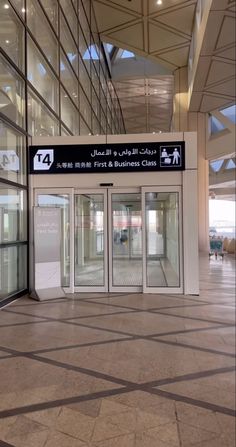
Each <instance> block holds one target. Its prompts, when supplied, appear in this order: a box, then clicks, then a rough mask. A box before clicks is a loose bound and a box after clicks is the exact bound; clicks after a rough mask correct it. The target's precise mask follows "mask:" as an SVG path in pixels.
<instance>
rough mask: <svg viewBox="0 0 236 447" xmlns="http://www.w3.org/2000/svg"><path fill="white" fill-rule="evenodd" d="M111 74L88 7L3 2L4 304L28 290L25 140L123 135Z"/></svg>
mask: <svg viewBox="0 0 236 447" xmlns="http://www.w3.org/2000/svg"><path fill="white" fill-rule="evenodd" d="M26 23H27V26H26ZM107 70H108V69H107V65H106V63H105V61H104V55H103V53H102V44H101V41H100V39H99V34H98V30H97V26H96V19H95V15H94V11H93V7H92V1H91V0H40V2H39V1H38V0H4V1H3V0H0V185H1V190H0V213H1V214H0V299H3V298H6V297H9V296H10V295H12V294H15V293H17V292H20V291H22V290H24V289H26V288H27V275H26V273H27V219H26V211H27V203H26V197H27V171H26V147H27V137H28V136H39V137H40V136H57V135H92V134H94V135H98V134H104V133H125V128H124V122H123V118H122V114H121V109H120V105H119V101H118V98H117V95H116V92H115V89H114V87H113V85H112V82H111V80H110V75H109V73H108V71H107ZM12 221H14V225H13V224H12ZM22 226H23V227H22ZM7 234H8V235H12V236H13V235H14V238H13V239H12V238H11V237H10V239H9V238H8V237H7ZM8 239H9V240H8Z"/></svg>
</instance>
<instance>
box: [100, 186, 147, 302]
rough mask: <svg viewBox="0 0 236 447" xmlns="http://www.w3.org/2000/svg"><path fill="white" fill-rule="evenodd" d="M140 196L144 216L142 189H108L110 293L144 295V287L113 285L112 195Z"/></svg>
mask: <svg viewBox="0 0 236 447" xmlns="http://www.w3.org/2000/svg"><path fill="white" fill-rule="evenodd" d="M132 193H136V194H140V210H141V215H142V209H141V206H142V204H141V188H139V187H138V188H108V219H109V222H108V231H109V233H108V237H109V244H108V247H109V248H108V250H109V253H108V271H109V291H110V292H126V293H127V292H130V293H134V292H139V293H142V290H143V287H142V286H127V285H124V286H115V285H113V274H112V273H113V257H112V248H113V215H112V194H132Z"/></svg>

***

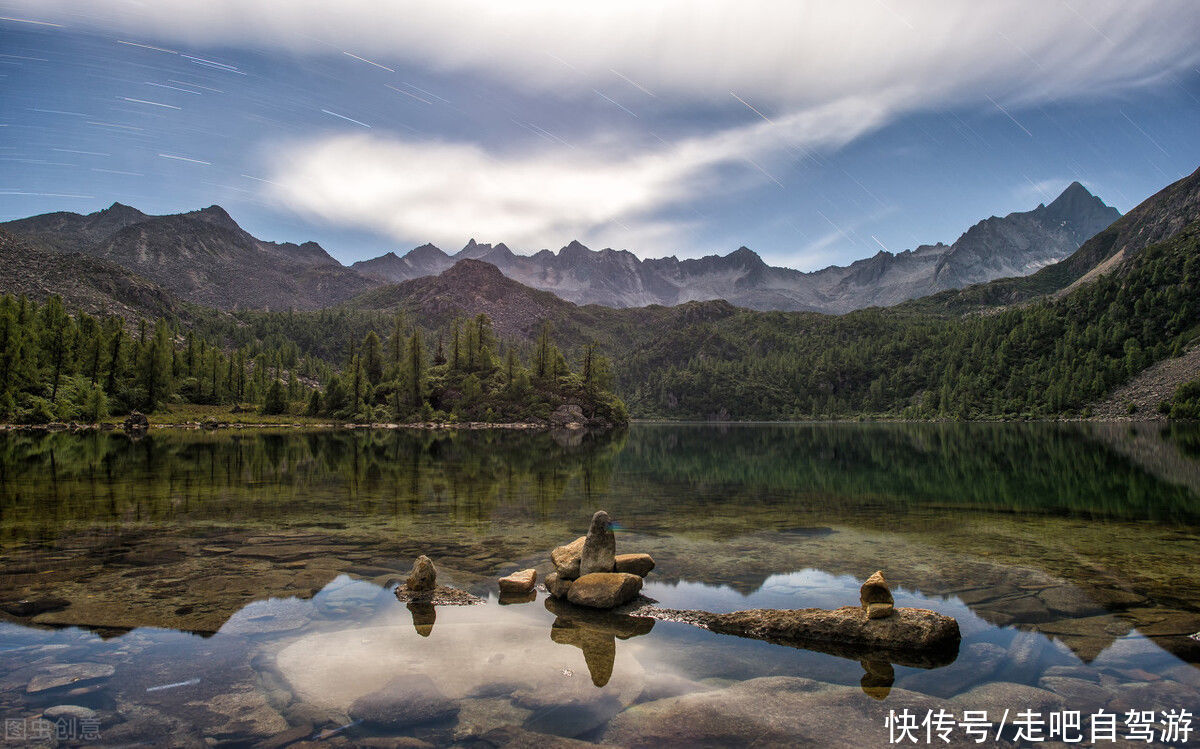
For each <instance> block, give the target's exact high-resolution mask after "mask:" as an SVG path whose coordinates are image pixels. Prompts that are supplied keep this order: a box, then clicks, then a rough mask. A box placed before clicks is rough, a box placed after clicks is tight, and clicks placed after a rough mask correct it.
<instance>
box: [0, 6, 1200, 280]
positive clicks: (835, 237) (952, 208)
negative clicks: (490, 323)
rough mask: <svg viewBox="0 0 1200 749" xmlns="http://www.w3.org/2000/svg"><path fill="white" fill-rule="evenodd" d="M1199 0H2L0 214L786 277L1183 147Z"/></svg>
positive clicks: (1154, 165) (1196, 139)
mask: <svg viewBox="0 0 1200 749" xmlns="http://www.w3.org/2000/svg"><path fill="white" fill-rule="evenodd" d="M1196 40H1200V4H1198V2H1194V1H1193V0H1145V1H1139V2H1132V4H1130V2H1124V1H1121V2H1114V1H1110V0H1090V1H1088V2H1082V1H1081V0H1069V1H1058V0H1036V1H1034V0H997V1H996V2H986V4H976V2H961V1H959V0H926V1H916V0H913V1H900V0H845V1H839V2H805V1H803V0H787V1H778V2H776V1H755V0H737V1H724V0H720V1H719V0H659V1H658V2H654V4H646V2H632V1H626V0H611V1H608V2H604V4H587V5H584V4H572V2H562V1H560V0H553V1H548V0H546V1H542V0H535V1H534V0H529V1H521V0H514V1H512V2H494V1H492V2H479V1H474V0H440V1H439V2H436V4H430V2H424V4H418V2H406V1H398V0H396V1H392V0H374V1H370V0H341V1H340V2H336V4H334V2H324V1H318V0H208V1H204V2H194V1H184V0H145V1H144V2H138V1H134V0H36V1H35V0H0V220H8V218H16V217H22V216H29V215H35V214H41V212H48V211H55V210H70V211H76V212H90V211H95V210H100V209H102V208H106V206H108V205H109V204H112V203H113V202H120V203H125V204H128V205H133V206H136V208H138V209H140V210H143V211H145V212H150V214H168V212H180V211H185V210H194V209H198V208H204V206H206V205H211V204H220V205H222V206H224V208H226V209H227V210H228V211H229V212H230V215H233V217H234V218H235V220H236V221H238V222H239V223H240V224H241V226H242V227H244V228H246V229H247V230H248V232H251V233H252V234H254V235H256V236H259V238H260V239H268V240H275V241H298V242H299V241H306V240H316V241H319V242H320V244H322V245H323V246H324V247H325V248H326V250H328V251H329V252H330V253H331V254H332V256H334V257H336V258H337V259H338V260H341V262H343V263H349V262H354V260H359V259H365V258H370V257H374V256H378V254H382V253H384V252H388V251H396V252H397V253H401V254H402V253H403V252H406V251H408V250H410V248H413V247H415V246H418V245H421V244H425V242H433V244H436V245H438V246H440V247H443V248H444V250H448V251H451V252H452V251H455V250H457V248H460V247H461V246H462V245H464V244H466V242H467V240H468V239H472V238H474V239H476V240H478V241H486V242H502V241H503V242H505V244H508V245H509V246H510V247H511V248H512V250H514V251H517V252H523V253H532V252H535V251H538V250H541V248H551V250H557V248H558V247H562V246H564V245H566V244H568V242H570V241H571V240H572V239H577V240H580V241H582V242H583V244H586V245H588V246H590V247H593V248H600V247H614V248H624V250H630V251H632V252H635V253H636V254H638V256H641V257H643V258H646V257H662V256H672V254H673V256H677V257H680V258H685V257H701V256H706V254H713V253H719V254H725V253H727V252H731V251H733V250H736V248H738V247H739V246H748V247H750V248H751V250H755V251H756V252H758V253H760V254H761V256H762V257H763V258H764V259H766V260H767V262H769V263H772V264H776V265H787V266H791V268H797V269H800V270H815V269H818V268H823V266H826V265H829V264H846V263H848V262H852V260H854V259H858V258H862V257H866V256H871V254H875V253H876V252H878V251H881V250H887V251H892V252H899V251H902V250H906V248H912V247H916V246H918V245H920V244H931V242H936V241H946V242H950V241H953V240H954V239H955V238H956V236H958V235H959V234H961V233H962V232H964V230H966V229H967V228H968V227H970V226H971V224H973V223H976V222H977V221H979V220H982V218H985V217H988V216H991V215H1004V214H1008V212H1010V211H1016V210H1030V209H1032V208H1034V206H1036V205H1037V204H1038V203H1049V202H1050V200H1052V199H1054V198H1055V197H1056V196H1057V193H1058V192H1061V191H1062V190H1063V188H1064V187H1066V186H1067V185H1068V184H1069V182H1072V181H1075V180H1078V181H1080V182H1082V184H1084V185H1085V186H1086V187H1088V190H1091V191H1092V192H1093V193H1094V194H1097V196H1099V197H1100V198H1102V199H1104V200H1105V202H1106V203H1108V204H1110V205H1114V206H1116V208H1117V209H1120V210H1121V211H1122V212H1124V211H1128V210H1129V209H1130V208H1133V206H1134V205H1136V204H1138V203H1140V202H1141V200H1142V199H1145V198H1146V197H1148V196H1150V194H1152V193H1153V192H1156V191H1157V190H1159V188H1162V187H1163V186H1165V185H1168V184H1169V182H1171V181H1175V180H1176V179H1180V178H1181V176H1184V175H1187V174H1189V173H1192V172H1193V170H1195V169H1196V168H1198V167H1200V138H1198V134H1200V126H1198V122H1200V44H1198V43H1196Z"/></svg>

***

Turn the lines from the one containing "</instance>" up to and including the one containing "196L144 216L142 189H108L110" into a numbered list, skipping any blank lines.

> Response:
1. </instance>
2. <instance>
3. box: [100, 186, 147, 302]
4. rough mask: <svg viewBox="0 0 236 447" xmlns="http://www.w3.org/2000/svg"><path fill="white" fill-rule="evenodd" d="M140 196L144 216L142 189H108L110 293L144 295V287L113 285L112 195Z"/></svg>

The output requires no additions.